Retype the data that follows exactly. No pictures belong in the copy.

(Stored data)
..............................

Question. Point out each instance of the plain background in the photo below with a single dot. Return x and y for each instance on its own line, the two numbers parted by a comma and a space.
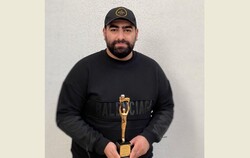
22, 59
171, 32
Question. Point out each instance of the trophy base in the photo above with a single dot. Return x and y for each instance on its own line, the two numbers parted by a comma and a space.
124, 149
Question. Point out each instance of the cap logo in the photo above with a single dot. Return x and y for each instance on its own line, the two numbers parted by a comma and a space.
121, 12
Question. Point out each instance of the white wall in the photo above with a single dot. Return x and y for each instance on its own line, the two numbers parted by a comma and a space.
170, 31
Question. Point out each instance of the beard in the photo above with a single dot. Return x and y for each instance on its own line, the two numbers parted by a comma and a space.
120, 52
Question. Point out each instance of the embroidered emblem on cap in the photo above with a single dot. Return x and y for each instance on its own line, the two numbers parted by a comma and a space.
121, 12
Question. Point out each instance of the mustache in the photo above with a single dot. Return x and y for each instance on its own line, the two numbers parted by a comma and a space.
121, 41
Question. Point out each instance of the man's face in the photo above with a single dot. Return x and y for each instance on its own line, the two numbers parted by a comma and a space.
120, 37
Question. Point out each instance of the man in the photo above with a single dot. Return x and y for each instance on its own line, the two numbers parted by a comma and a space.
88, 103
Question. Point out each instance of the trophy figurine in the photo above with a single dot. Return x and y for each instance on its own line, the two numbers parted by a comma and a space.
124, 147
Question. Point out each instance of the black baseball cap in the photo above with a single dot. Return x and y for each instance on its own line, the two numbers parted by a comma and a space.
120, 13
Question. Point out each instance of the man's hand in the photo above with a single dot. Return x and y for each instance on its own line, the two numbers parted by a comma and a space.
111, 151
140, 148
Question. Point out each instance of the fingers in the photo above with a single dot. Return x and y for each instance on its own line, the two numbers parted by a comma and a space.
140, 148
111, 151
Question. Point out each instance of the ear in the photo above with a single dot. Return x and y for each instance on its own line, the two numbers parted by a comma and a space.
136, 34
104, 32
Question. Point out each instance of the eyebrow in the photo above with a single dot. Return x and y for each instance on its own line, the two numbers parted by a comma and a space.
124, 27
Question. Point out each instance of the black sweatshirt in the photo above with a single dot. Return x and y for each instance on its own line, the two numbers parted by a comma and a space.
88, 103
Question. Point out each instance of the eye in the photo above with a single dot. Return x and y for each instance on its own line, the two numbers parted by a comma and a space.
113, 29
128, 30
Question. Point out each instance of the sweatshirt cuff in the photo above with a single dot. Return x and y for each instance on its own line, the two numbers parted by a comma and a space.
100, 145
150, 137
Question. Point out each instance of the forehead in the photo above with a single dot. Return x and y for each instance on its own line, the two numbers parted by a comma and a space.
121, 22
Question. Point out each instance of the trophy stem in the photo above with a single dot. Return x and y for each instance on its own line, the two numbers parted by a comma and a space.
124, 147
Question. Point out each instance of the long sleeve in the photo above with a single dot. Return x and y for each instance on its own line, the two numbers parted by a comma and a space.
163, 111
70, 105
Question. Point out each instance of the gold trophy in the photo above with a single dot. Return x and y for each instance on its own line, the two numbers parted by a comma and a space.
124, 147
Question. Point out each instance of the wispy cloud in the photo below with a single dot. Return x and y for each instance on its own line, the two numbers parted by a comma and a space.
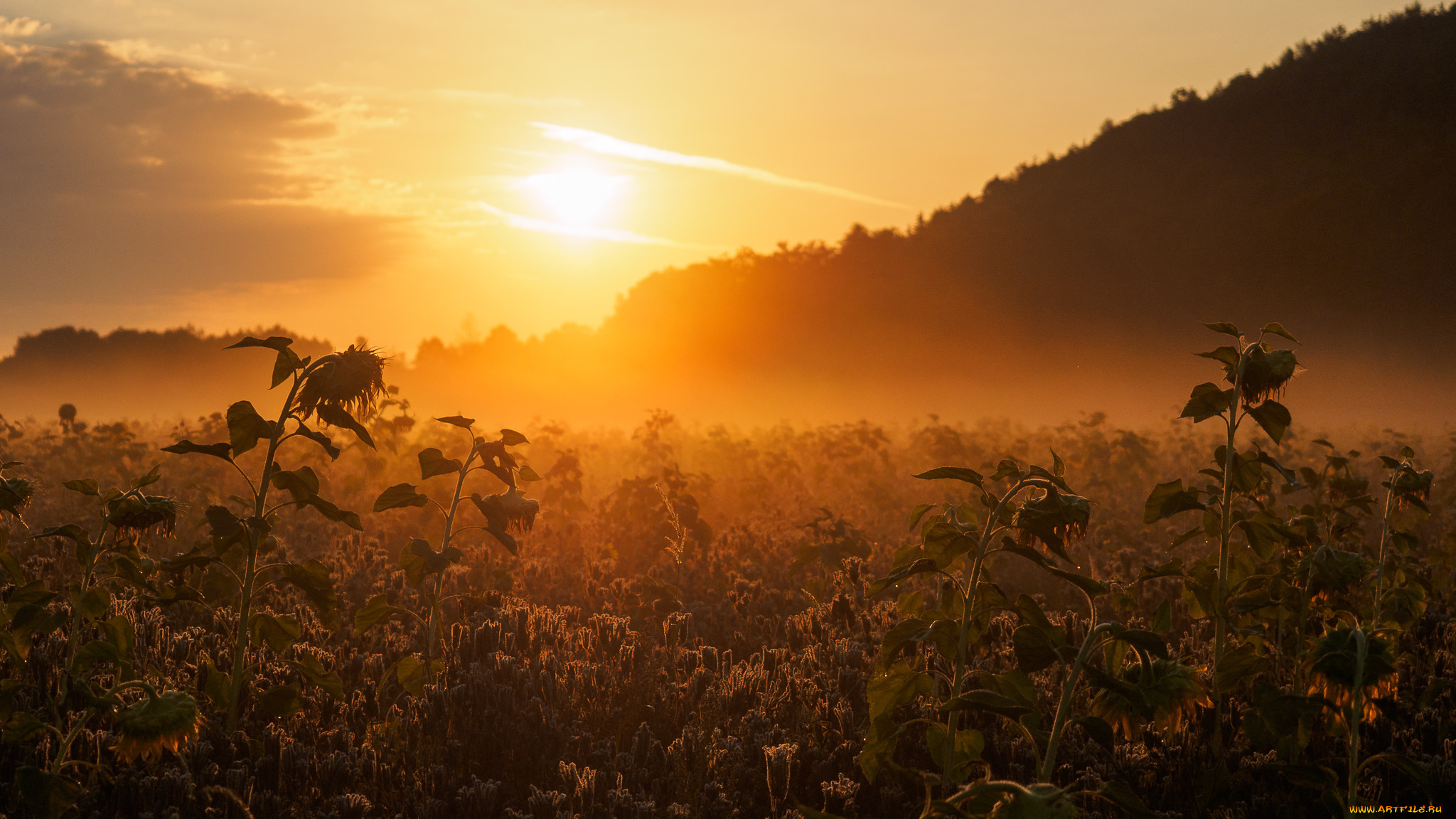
21, 26
612, 146
586, 230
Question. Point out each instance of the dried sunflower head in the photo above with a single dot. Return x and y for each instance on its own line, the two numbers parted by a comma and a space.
140, 513
1332, 663
155, 724
1053, 519
15, 494
1172, 691
1265, 372
507, 510
353, 381
1344, 487
1411, 487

..............................

Solution to this exercise:
Question. Point out each instance of the plain background in the photo below with a single dot. Return x and y for each instance on its own line, the two numbers parted by a comma and a space.
22, 59
171, 32
Question. Point out each instance of the trophy base in the photo above with a single dot. Return x and y for each instance on its own line, the two numbers parted by a comma and a space.
124, 149
Question. Point out each instance of the cap logo in the photo above with a single dot. Return x and y for each instance on its own line, the two numbers parted by a comma and a space.
121, 12
Question. Point out each instance of the white wall in the photo above with a single dot. Return x and y for each instance on its own line, the two numbers parted by a comma and a space.
170, 31
Question. Point out each instance of the beard in the photo above with a single dot. Return x and y for each instance on its own line, the two numbers parted by a comma and a space.
120, 52
Question. Point out each instance of the embroidered emblem on cap in the photo above with a single dot. Return x and y for each instance on its own line, the two numbers parted by a comma and a space.
121, 12
Question. Point out each instance of the mustache in the photo above with a single dot. Return x and y for each instance on its own line, the two numbers parted by a comma and a space.
121, 41
Question. Point out each instance of the man's face in the photo above with a single dot. Return x and y for each instance on its own line, the two numbers parted by a comma and a space.
120, 37
Question. Point out each instance of the man in the photo above with a single dot. Return x and y for each instance on its own line, the two numbers parted by a comma and a space.
88, 103
Question. Point out each instance of the trophy figurine in the photo above with a single dot. Return x and y for each instance on its own line, the two numbers parted by a comma and a space.
124, 147
Question. Point out each instance of the black baseball cap in the photo above with a single dot. Return x and y for each instance on its own line, the two numbers parted by a comma and a space.
120, 13
Question. Point out each instance of the man's hand in the photo above with a single dot. Return x and y for each instance on its own line, the two numbers parted by a comma and a space.
111, 151
140, 148
Question. Point out each instance of the fingers in the photo above with a single dot. Return x and y for each instance on its own line, the two numbers parted by a comma and a space.
140, 148
111, 151
Question. Point out each instance of the ear in the photo above with a single dot. Return x and y for each instance on its own line, the two numbers parted by a comma and a space.
136, 34
104, 32
Question. Point out each instance of the eyebrow in the photo above with a single dot. Return x and y for each instance on its own line, the two numbers parted by a comma and a space.
124, 27
Question. Point out each instance of the black sweatshirt in the photo above with a single dot. Return x and y for each instance on its own line, the two numbers parted by a comma and a space.
88, 103
Question. Point out each instance of the eye in the photo above with a single dot. Return x and y for each instance on its own line, the two numbers parted by a comma and a space.
113, 29
128, 30
Question. Point out each instance of the sweatshirt cuff in the photo above with a single dot. Return x and y for each instance on its own line, the two numbers parted by a comma and a space.
100, 145
150, 137
Question. Point out each instance of the forehead in the photo above with a single dot. Return x and y for each instance on its own line, the two numbers parted by a comma and a space.
121, 22
Question. Point out each instance of the trophy stem in the photo above with a single dot. Return x and y for each instance on its own line, the two numbers parted by a comma and a space.
124, 147
Question. Point out each instance of the long sleeve in the photo above with a single dot. Return x and y for each instance on its own line, the two numbers parted by a comma and a space.
163, 111
70, 105
Question. Point out each instance of the gold trophy in the photo above with a single dot. Return x and y for each instance on its own line, the two numbers parted by a comma and a space.
124, 147
Question. Point out each instance of the wispy cloud in the photo below with a single dot. Return x and y for each instance on its own line, the two numbers parted by a comma and a space.
21, 26
612, 146
586, 230
Question. Point out each instance of the dried sunflower head in the photo above with a single dot. Return x and y for each instance on its own line, the two numbers parted by a comma and a space.
140, 513
1332, 663
155, 724
1053, 519
15, 494
1172, 691
1265, 372
507, 510
353, 381
1344, 487
1411, 487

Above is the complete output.